→ INSTRUÇÃO ESCRITA 1
Troque "shoe" por "boot" na listagem, desde a primeira linha até à linha com "pixel 257 307", ambas incluídas. Reescreva essas linhas sem alterar mais nada.

→ TEXTO A LER
------------------------------------------------------------

Só que o cerne da questão continuou a residir no mesmo ponto: a mentalidade de um povo que sempre careceu dessa sociedade média com um poder económico e cultural capaz de se impor aos caciques oportunistas, pseudo-intelectuais culturetas ou nem por isso, que souberam posicionar-se nas artérias secundárias do poder, gerindo os destinos do país a seu bel-prazer.

É neste contexto que tem origem o modelo de Poder Local pós 25 de Abril. O Governo Central inveja a Europa Ocidental e sonha com igual nível de desenvolvimento. Como, na prática, é completamente impossível solucionar, a partir da capital, todos os pequenos grandes problemas de um país sem as mais básicas infra-estruturas que viabilizem o equilíbrio da nação, endossa-se carradas de dinheiro fresquinho, chegado da Comunidade Europeia via Lisboa, para desfrute das autarquias locais e estas que, como saibam e como possam, façam redes de água, esgotos, electricidade, estradas.... E quando acabam essas obras fazem jardins, pavilhões polidesportivos, centros de lazer, campos de futebol, praças de toiros, piscinas cobertas, descobertas e outras cenas encobertas. A questão é que o money não páre de correr...

Anos mais tarde, o governo apercebe-se do desiquilíbrio que ele próprio fomentou e tenta meter um travãozinho, porque, no fundo, as autarquias do interior cada vez mais deserto estão a duplicar equipamentos de forma absurda e completamente insustentável num futuro não muito longínquo.

Surge o referendo da Regionalização. É a proposta de criação de um poder político intermédio que regule os pequenos reinos dos presidentes de câmara, e possa gerir e arbitrar os investimentos a executar. Só que este projecto chumbou. Nem os autarcas estavam dispostos a abdicar dos seus ceptros, nem os ministros e secretários de estado queriam “postos intermédios” entre os reizinhos e os reizões... Verdade verdadinha é que ninguém pôs, a sério, as mãos no lume pela Regionalização... Os poderes instituídos sobrepuseram-se aos poderes emergentes.

Qual foi o resultado? No nosso Norte Alentejano profundo, aquele que, desde que Guterres deixou o Governo parece estar esquecido por Deus, encontramos autênticos mamarrachos de obras, repetidos em cadeia em municípios vizinhos, espelhos da vaidosice dos narcisistas que as mandaram construir, e que só se executaram porque se refletiam em votos e em mais uns mandatos no reinado. Mas agora, nenhum pequeno rei vai ter coragem de encerrar equipamentos relativamente recentes, ainda que inúteis e insustentáveis, sabendo que tais medidas lhes podem custar a poltrona do poder.

------------------------------------------------------------

→ DADOS FORNECIDOS
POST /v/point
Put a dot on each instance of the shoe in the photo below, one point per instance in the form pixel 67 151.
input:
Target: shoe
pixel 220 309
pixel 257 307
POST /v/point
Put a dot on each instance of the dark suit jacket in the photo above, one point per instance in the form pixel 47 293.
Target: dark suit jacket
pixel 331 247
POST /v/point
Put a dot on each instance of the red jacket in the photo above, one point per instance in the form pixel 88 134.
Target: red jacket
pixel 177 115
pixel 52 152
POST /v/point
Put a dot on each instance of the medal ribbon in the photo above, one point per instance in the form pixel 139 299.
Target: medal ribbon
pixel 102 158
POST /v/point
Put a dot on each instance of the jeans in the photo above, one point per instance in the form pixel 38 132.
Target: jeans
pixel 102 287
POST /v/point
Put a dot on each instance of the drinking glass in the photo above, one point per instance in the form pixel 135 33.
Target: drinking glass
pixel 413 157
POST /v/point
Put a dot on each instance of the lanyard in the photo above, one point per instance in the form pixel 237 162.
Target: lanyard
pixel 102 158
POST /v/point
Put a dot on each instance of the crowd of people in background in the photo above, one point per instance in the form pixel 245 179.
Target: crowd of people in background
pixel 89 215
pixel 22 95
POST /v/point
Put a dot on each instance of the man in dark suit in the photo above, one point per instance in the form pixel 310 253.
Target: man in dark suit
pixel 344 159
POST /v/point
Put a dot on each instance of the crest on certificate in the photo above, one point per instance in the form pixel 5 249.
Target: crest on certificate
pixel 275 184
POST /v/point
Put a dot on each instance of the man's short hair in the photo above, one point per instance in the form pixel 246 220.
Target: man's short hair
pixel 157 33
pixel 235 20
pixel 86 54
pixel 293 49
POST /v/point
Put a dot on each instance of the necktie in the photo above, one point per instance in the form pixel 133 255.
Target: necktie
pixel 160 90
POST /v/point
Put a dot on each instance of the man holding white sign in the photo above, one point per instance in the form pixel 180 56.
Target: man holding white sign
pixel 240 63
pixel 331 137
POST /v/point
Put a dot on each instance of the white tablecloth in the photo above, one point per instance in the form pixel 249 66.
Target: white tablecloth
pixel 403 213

------------------------------------------------------------

→ INSTRUÇÃO ESCRITA 2
Resuma em duas frases o texto sobre o poder local em Portugal.

→ RESPOSTA CORRETA 1
POST /v/point
Put a dot on each instance of the boot in the photo below, one point per instance in the form pixel 67 151.
input:
Target: boot
pixel 220 309
pixel 257 307

→ RESPOSTA CORRETA 2
Depois do 25 de Abril, o Governo Central entregou às autarquias muito dinheiro vindo da Comunidade Europeia, que foi gasto primeiro em redes de água, esgotos, eletricidade e estradas e depois em jardins, pavilhões, piscinas e outros equipamentos, duplicados de forma insustentável no interior. O referendo da Regionalização, que propunha um poder intermédio para regular os presidentes de câmara, chumbou, e hoje no Norte Alentejano há obras repetidas em municípios vizinhos que nenhum autarca terá coragem de encerrar, por receio de perder o poder.